- _DOCUMENT_
The glass-forming alloy AMZ4 is the focus of an on-going research project. This alloy has the capability of becoming amorphous, provided the cooling rate from the liquid state is greater than approximately 20°C/s. The material model is based on thermal properties from the literature. The required high cooling rate limits the possibility to measure material properties at higher temperatures for the amorphous state. However, a complete transformation diagram for crystallization is currently not available.

The thermal conductivity of a similar glass-forming alloy, Zr55Al10Ni5Cu30,14 is used because of the lack of published data for AMZ4. Data are available at temperatures of up to the crystallization temperature and are extrapolated to higher temperatures using the slope of available data. Above the liquidus temperature, the conductivity is assumed to increase linearly to imitate convective heat transport. It is considered constant in the superheated liquid state (see Fig. 3).

Fig. 3
figure 3

Heat capacity and conductivity used in simulations. The solid lines denote heat capacity according to Eqs. 3 and 4. Measured values in the transition region are indicated by crosses (×). The dash-dot line denotes assumed properties of heat conductivity, where symbols indicate experimentally determined data

The heat capacity of AMZ4 has been measured by Heinrich15 and fitted to Kubaschewski equations16 for the supercooled liquid region and solid glass state,

$$ \begin{array}{*{20}c} {C_{p}^{\text{liquid}} = 3R + aT + bT^{ - 2} } \\ \end{array} $$
(4)
$$ \begin{array}{*{20}c} {C_{p}^{\text{glass}} = 3R + cT + dT^{2} } \\ \end{array} $$
(5)

where the fitting parameters are given as a = 5.224 × 10−4 J1 mole−1 K−2, b = 1.031 × 107 J1 K1 mole−1, c = 0.00623 J1 mole−1 K−2, and d = − 6.047 × 10−7 J1 mole−1 K−3 in Ref. 15. The transition region between these two equations is based on measurements at a gradual heating rate, as indicated in Fig. 3.

- _GIVEN RECORDS_
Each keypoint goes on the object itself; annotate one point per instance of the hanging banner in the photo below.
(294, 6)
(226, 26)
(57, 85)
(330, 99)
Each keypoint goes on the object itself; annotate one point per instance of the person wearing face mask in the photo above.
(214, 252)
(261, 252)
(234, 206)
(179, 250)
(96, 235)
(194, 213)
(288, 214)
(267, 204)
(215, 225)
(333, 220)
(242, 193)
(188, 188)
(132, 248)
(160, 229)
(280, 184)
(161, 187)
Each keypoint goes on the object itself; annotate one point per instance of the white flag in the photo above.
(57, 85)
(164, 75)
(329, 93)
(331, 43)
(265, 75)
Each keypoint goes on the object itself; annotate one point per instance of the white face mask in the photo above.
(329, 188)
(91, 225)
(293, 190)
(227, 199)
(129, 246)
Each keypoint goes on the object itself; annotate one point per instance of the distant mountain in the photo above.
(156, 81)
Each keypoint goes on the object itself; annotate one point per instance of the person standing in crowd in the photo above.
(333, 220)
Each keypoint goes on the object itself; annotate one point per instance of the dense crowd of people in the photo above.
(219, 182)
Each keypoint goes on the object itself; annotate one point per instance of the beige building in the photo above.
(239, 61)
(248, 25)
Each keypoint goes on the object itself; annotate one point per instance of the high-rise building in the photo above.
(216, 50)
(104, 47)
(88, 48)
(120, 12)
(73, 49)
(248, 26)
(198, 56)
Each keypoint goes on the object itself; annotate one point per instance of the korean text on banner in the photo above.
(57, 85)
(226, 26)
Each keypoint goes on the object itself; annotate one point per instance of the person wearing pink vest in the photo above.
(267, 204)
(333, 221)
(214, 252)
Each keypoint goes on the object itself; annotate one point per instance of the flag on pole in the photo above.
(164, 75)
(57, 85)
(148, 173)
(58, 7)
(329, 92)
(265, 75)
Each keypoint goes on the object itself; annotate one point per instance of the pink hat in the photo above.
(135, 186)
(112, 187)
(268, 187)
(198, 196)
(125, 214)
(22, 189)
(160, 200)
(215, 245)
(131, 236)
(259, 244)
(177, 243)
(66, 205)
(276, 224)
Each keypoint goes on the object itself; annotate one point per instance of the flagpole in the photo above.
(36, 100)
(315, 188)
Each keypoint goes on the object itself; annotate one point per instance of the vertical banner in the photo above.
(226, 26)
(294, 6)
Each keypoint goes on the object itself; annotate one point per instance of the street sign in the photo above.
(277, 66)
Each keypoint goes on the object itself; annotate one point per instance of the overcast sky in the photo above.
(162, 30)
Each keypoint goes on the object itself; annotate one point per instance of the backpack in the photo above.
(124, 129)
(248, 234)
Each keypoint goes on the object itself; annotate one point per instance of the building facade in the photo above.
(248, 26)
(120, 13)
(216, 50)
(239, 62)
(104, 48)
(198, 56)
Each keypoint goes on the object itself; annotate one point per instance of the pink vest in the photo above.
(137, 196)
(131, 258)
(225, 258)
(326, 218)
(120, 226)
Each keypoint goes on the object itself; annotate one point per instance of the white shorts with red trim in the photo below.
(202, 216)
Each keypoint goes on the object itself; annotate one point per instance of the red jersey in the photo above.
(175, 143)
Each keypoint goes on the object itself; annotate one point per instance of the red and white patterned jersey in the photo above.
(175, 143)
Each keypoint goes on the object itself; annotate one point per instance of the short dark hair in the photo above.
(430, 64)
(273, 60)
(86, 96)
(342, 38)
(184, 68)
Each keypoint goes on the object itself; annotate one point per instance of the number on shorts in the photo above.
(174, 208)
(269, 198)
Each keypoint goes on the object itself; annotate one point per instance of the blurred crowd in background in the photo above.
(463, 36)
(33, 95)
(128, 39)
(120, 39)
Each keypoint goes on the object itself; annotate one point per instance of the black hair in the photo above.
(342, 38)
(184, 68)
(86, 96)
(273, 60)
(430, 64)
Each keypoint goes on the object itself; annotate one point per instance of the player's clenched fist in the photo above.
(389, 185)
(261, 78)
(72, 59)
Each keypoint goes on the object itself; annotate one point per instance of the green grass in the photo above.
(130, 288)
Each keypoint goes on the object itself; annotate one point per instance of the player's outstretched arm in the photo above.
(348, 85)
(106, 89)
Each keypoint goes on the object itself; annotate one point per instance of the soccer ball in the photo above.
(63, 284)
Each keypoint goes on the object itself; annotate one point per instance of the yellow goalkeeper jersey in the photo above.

- _REQUESTS_
1 - Copy a section of the passage on the AMZ4 alloy word for word, beginning at the words "The heat capacity" and stopping after the words "indicated in Fig. 3.".
2 - Take the records from the line that has "ball in the photo above." through the last line of the records, and write those lines out again with "soccer ball" swapped for "football", keeping everything else the same.

- _ANSWERS TO THE PROBLEMS_
1 -
The heat capacity of AMZ4 has been measured by Heinrich15 and fitted to Kubaschewski equations16 for the supercooled liquid region and solid glass state,

$$ \begin{array}{*{20}c} {C_{p}^{\text{liquid}} = 3R + aT + bT^{ - 2} } \\ \end{array} $$
(4)
$$ \begin{array}{*{20}c} {C_{p}^{\text{glass}} = 3R + cT + dT^{2} } \\ \end{array} $$
(5)

where the fitting parameters are given as a = 5.224 × 10−4 J1 mole−1 K−2, b = 1.031 × 107 J1 K1 mole−1, c = 0.00623 J1 mole−1 K−2, and d = − 6.047 × 10−7 J1 mole−1 K−3 in Ref. 15. The transition region between these two equations is based on measurements at a gradual heating rate, as indicated in Fig. 3.

2 -
Each keypoint goes on the object itself; annotate one point per instance of the football in the photo above.
(63, 284)
Each keypoint goes on the object itself; annotate one point per instance of the yellow goalkeeper jersey in the photo above.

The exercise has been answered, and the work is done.